[Supplied text Boundary: Start]

Drs C. H. Park and Prieto-Alhambra are co–senior authors.
Corresponding Author: Chan Hyuk Park, MD, PhD
Importance: Ranitidine, the most widely used histamine-2 receptor antagonist (H2RA), was withdrawn because of N-nitrosodimethylamine impurity in 2020. Given the worldwide exposure to this drug, the potential risk of cancer development associated with the intake of known carcinogens is an important epidemiological concern.
Objective: To examine the comparative risk of cancer associated with the use of ranitidine vs other H2RAs.
Design, setting, and participants: This new-user active comparator international network cohort study was conducted using 3 health claims and 9 electronic health record databases from the US, the United Kingdom, Germany, Spain, France, South Korea, and Taiwan. Large-scale propensity score (PS) matching was used to minimize confounding of the observed covariates with negative control outcomes. Empirical calibration was performed to account for unobserved confounding. All databases were mapped to a common data model. Database-specific estimates were combined using random-effects meta-analysis. Participants included individuals aged at least 20 years with no history of cancer who used H2RAs for more than 30 days from January 1986 to December 2020, with a 1-year washout period. Data were analyzed from April to September 2021.
Exposure: The main exposure was use of ranitidine vs other H2RAs (famotidine, lafutidine, nizatidine, and roxatidine).

[Supplied text Boundary: End]
[Dataset entries Boundary: Start]

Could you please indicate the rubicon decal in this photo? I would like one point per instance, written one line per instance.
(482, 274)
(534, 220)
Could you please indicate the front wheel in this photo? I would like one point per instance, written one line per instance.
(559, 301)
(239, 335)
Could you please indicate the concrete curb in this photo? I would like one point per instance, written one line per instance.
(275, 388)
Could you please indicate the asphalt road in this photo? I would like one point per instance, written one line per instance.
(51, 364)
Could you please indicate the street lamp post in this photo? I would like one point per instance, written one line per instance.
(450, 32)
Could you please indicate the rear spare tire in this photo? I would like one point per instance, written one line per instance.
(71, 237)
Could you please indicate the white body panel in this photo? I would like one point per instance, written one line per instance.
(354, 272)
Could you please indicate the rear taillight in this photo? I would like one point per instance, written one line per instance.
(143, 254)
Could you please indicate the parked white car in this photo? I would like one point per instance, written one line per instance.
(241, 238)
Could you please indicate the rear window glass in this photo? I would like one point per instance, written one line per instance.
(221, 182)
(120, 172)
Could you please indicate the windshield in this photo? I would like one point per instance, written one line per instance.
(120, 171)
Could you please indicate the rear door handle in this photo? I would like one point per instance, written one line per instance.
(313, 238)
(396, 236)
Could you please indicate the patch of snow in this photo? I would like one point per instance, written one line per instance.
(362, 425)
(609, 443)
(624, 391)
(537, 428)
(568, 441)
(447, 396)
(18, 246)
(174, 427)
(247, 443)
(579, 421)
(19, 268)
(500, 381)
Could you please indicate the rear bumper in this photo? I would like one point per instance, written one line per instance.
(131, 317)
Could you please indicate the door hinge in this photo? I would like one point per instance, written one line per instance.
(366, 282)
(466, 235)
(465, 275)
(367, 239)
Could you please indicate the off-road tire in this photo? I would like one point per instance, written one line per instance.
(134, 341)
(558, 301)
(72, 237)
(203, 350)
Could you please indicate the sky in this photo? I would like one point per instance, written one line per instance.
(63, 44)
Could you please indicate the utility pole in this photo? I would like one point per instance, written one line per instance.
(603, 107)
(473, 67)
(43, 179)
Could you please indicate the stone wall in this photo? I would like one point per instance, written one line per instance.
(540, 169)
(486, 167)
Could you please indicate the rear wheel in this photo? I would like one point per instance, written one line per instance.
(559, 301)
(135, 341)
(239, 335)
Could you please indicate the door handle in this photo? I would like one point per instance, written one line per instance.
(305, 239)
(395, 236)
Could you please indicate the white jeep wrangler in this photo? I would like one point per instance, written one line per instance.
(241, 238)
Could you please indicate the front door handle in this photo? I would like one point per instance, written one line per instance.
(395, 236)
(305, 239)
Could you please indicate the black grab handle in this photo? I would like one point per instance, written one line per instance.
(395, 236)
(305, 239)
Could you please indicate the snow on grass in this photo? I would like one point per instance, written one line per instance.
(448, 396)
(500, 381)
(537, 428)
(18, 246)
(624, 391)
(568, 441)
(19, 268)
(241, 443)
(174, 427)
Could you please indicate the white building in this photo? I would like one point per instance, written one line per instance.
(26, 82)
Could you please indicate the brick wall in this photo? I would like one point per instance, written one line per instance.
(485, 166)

[Dataset entries Boundary: End]

- Apply what you read:
A. According to the ranitidine abstract, what was the reason ranitidine was withdrawn in 2020?
B. Change "cancer" to "malignancy" in the ranitidine abstract, rewriting the passage between "Corresponding Author: Chan" and "vs other H2RAs.", inclusive.

- Completed exercise:
A. It contained N-nitrosodimethylamine impurity.

B.
Corresponding Author: Chan Hyuk Park, MD, PhD
Importance: Ranitidine, the most widely used histamine-2 receptor antagonist (H2RA), was withdrawn because of N-nitrosodimethylamine impurity in 2020. Given the worldwide exposure to this drug, the potential risk of malignancy development associated with the intake of known carcinogens is an important epidemiological concern.
Objective: To examine the comparative risk of malignancy associated with the use of ranitidine vs other H2RAs.